>>>>

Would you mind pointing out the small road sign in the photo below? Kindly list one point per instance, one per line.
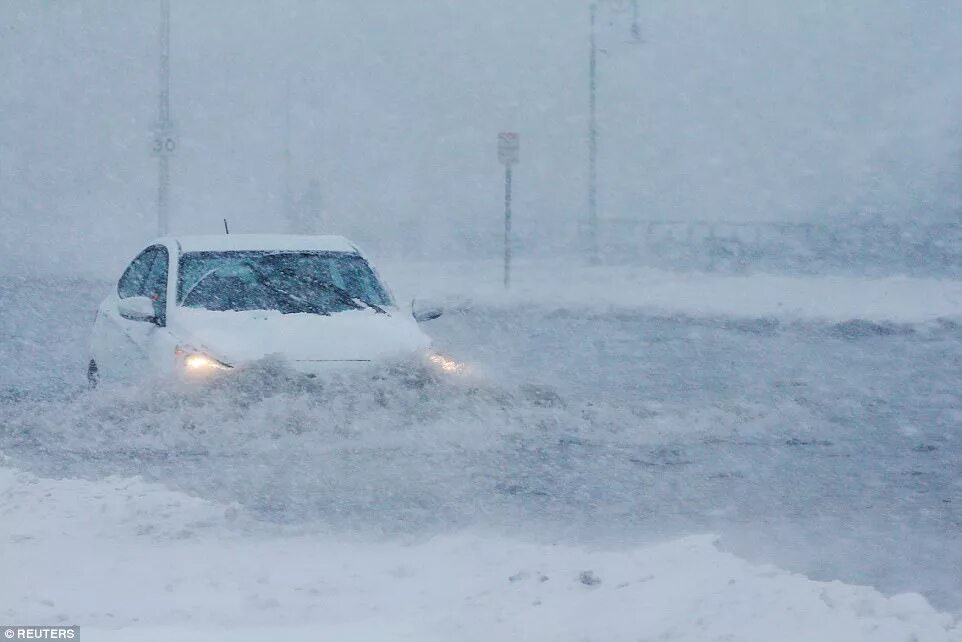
(509, 147)
(163, 144)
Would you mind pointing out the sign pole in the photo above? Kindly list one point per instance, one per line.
(165, 141)
(507, 226)
(509, 146)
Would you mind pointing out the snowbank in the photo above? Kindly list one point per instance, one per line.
(564, 285)
(130, 561)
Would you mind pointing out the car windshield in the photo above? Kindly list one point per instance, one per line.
(289, 282)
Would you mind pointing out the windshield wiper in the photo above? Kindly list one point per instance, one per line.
(346, 297)
(298, 300)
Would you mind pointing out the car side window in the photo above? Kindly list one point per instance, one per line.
(132, 281)
(155, 284)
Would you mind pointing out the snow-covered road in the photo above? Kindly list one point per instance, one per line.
(826, 444)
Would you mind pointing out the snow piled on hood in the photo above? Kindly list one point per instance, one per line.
(211, 576)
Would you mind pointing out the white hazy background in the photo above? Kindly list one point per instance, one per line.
(746, 110)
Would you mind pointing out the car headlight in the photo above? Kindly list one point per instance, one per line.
(446, 364)
(198, 362)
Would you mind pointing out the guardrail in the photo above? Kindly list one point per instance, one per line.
(865, 247)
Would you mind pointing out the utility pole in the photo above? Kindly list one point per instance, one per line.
(509, 147)
(289, 214)
(593, 143)
(165, 141)
(593, 250)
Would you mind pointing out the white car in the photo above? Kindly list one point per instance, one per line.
(196, 305)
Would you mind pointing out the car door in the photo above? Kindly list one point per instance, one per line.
(158, 344)
(123, 343)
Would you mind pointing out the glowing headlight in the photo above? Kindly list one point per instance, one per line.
(200, 362)
(446, 364)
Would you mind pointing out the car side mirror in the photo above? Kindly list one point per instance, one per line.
(422, 312)
(137, 308)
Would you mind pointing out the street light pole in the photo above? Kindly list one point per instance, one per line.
(593, 144)
(593, 223)
(164, 140)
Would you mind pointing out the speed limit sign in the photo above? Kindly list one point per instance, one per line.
(163, 144)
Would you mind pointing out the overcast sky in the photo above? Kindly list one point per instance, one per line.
(734, 110)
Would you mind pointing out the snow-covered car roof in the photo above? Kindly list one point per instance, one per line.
(279, 242)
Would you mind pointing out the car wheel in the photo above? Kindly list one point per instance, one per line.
(93, 374)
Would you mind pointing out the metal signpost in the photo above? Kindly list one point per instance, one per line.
(509, 146)
(165, 140)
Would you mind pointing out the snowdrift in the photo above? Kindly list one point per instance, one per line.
(212, 574)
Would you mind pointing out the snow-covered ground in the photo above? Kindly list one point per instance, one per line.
(572, 285)
(697, 427)
(132, 561)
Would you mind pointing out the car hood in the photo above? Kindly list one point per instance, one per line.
(355, 335)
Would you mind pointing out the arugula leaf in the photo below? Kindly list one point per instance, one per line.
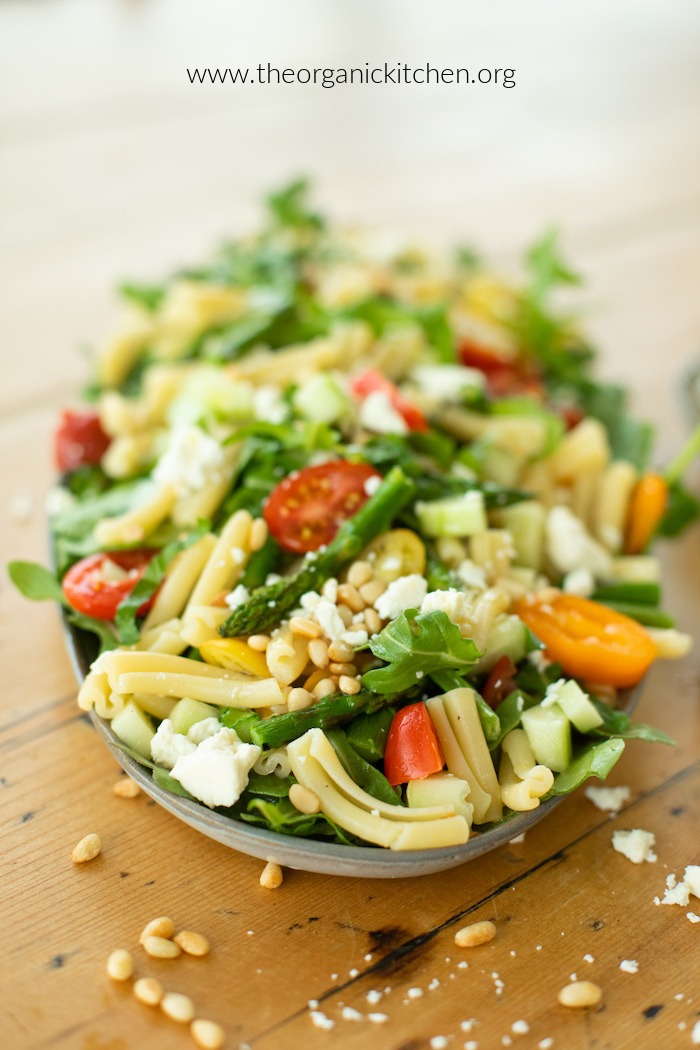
(35, 582)
(593, 760)
(416, 645)
(125, 618)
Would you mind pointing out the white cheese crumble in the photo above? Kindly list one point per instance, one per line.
(570, 546)
(406, 592)
(237, 596)
(635, 844)
(608, 799)
(217, 771)
(190, 462)
(378, 414)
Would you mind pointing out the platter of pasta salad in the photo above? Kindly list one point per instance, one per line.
(355, 550)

<<<<

### EXERCISE REQUIREMENTS
For the records above, output each one exactly and skip any image.

### YOUR RESPONSE
Would you mind pointing out the small road sign in the photo below? Kindly list one point per instance, one per line.
(509, 147)
(163, 144)
Would you mind pointing out the sign pole in the photo above? Kindly list one point per instance, one per line.
(165, 141)
(507, 226)
(509, 146)
Would you mind pointing out the snowbank in the photo above? Kindly list one point per instance, one per line.
(564, 285)
(130, 561)
Would you mind pointing out the car windshield in the photo above? Kindly list one point per instance, one per line.
(289, 282)
Would you mind pointing out the windshield wiper in the photo above? Kindly list one point per instance, one per line.
(346, 297)
(298, 300)
Would you mind pointing out the car side window in the photo above? Kindly list one point per instance, one per line.
(132, 281)
(155, 284)
Would you mind pointing out the snow-covered road in the photo above? Kindly list one point per instance, one per line.
(826, 444)
Would you mind pointing out the snow piled on hood in the photo above? Kindly list one point per instance, one per line.
(211, 576)
Would you mind pointing out the white hazy background in the photo above? Kindly list one point per instance, one per line.
(746, 110)
Would you mind pointing out the car headlight in the photo above? Kindly list one point per instance, one per line.
(446, 364)
(198, 362)
Would you mind pointing out the guardrail in the photo above? Kindly list one point per instance, one per line.
(865, 247)
Would you mind pointing out the utility pole in the photo above? Kindly list one point per instance, one per line.
(509, 147)
(289, 214)
(593, 143)
(165, 141)
(593, 250)
Would you mind pointing out the white car in the photo above? Kindly list one point per instance, one per line.
(196, 305)
Would you mind pointing out the car door in the photo above? Kindly list one point per instance, one per line.
(158, 344)
(123, 343)
Would you mind pointing out the glowing headlight in the photo above? Kindly list one point per instance, one per line.
(200, 362)
(446, 364)
Would you mind pointing out the car side mirror in the photo above? Kindly list one point per instance, one per line.
(422, 312)
(137, 308)
Would you mind pointing out the street light pole in the photo above? Kindly list one point per instance, one per line.
(593, 144)
(593, 223)
(164, 140)
Would you mind pointing out the speed limit sign in the photo above? Kindly list one point per instance, one per line.
(163, 144)
Would you mind pointing out the overcast sky in the photo above? Kindly list one point per instance, one per line.
(734, 110)
Would you mind pointing out the snow-covered car roof in the photo above? Kindly list one point per instance, one per line.
(279, 242)
Would you mind pointing out the car wheel in the photo above? Kindly list one point per instance, one per line.
(93, 374)
Would you mind pointing out the metal signpost in the photo above? Kindly list one point per instance, one per line.
(509, 146)
(165, 140)
Would you mind pointing out the snowdrift in the photo above? Kindly list one point per instance, one per line.
(212, 574)
Would you mind pointing out the snow-covered ground in the photo above? Kindly list one point per instance, one per line.
(572, 285)
(697, 427)
(132, 561)
Would you mind pointing out the car hood in the photo above? Kindly list one point per instance, one per line.
(355, 335)
Would you mind pointing out the arugula leaf in the photo below? Kindly list one point per instance, one per line.
(35, 582)
(593, 760)
(416, 645)
(125, 618)
Would you mind pointing out the white cheese crumble in the photo above? Kindly list one point per instance, one per line.
(570, 546)
(406, 592)
(237, 596)
(635, 844)
(608, 799)
(217, 771)
(190, 462)
(378, 414)
Would you mind pointing out the platter of pasta salad in the photo above? Kindly list one point per instance, one per line.
(355, 550)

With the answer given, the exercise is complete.